··· Input records

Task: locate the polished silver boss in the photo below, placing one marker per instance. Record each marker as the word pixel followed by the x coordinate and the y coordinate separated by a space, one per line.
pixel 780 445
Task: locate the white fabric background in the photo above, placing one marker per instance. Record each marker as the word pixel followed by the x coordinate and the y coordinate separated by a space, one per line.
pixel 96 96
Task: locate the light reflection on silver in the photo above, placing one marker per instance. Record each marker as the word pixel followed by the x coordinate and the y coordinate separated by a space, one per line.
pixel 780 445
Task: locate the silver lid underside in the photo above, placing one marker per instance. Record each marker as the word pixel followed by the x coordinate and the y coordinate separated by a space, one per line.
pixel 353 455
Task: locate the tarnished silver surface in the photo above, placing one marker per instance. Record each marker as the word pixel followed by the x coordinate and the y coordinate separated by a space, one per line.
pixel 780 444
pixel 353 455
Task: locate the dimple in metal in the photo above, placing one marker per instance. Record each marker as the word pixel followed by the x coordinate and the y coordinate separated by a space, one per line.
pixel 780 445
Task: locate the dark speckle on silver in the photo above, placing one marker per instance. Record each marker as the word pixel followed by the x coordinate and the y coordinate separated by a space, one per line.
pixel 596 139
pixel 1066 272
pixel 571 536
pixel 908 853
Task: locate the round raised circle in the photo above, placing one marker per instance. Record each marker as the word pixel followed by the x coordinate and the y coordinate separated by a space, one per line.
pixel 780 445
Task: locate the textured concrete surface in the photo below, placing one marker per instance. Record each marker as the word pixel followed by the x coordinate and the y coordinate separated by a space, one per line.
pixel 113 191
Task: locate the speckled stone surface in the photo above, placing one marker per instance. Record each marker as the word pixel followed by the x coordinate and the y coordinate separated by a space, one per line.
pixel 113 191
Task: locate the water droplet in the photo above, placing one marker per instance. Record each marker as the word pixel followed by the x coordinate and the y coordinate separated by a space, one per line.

······

Exercise goal – From the line with "Task: locate the dark" to the last line of the material, give every line again exactly, and only those lines.

Exercise output –
Task: locate the dark speckle on silver in the photo above, placing one marker per instance. Record each marker as the word pixel followed by the x coordinate and the y coordinate separated by a space, one per line.
pixel 596 139
pixel 1066 272
pixel 571 536
pixel 908 853
Task: locate the round raised circle in the photo above, placing one marker per instance. Record each marker as the word pixel followed by the x coordinate and the y coordinate separated by a space, one per line.
pixel 780 445
Task: locate the textured concrete surface in the photo below, placing one marker per instance. Record each marker as the word pixel followed by the x coordinate and the y coordinate separated by a space, one per line.
pixel 113 191
Task: locate the speckled stone surface in the photo above, placing one marker per instance. Record each marker as the word pixel followed by the x coordinate and the y coordinate separated by a space, one per line.
pixel 113 191
Task: locate the water droplet in the photo above, placing one marker per instance. Record each marker as the word pixel followed by the x coordinate and the y coordinate separated by a space, one per line.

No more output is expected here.